GIVEN INSTRUCTION: List each line of the data below that contains the string "shirt". Case matters.

PROVIDED MATERIAL:
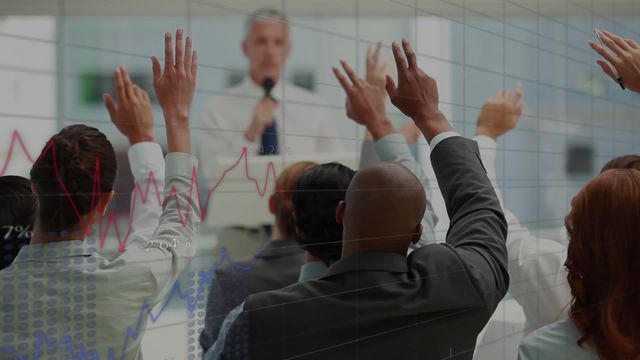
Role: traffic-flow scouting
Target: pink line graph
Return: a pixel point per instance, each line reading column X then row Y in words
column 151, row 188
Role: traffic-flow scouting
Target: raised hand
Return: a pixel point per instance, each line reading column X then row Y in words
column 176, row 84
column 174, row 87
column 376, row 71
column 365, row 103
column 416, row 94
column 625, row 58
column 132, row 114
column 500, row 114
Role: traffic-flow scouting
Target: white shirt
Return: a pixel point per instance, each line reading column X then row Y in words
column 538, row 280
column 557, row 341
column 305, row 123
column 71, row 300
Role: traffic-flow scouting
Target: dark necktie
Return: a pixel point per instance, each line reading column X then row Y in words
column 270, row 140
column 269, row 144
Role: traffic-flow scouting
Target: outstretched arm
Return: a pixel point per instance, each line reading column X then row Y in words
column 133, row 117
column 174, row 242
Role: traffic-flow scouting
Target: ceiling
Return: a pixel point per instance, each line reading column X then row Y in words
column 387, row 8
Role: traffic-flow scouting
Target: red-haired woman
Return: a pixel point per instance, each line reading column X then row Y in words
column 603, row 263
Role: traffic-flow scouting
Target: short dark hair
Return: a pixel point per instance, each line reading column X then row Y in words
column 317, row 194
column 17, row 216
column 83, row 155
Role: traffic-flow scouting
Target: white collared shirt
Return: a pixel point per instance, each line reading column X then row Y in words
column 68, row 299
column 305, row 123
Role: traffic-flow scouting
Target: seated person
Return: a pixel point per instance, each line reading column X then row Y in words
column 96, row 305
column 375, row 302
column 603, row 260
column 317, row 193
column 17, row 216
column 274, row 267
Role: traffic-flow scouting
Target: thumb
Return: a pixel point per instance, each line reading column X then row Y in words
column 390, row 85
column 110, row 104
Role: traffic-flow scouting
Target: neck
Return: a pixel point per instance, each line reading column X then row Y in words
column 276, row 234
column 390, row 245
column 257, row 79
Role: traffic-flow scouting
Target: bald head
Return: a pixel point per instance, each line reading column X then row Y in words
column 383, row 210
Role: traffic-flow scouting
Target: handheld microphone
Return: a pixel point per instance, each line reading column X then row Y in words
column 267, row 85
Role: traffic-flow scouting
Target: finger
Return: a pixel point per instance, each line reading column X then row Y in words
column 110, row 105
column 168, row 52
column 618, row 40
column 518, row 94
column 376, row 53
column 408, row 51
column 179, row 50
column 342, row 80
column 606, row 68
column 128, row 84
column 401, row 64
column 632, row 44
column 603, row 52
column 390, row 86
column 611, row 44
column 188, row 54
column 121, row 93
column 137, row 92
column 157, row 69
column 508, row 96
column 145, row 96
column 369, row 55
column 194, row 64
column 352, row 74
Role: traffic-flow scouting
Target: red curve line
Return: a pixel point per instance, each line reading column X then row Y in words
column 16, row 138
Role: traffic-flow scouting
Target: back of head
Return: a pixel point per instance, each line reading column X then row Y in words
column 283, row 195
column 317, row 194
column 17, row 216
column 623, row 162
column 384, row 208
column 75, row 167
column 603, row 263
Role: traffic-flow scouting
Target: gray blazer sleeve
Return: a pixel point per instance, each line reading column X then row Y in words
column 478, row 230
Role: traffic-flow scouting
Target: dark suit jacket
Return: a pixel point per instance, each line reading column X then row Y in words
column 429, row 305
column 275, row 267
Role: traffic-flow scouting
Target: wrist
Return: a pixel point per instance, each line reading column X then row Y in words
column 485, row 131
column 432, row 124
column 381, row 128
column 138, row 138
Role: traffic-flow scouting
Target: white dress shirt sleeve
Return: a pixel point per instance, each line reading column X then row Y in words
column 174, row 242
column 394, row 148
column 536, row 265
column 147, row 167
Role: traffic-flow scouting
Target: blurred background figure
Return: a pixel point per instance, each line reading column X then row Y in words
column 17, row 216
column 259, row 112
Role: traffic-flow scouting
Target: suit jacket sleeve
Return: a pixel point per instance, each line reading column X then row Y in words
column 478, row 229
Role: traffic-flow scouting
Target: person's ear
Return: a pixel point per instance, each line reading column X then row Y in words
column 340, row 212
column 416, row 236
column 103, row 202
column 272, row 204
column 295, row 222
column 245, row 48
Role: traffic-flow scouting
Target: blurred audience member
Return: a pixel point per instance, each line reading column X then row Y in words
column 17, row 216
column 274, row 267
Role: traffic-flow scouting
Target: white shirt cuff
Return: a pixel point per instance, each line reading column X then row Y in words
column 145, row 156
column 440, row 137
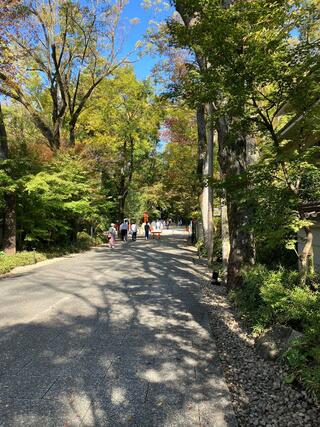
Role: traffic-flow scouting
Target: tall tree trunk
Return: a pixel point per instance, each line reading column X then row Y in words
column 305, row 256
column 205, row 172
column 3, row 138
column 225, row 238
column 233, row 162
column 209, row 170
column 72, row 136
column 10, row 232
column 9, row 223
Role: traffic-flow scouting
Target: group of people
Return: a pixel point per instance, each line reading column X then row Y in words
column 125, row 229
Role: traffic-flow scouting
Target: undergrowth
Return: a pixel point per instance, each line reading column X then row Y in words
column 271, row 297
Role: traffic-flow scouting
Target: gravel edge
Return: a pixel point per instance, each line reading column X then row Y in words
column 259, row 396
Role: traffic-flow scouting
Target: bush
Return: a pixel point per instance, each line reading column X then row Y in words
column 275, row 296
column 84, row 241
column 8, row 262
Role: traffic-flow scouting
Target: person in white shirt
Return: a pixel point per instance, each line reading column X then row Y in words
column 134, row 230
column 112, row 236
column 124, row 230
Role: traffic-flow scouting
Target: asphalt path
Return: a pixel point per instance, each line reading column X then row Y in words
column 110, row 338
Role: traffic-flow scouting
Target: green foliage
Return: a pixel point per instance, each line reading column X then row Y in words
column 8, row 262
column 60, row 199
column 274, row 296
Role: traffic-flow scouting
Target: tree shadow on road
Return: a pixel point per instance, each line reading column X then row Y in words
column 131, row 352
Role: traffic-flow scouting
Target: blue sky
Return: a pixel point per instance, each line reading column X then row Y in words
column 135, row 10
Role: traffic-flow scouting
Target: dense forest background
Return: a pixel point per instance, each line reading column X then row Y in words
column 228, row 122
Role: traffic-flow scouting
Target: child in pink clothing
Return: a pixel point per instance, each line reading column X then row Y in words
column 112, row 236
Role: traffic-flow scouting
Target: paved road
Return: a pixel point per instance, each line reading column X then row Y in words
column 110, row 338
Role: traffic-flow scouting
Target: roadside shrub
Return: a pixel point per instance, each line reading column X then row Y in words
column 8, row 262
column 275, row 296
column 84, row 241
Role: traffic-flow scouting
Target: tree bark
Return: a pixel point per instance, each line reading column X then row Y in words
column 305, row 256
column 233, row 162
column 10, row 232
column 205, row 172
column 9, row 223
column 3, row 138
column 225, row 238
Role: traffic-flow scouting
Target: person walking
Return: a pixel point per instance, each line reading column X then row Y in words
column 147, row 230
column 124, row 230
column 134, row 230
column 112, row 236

THE SOLUTION:
Target: white shirt
Target: white collared shirt
Target: white dress shirt sleeve
Target: white shirt cuff
Target: person in white shirt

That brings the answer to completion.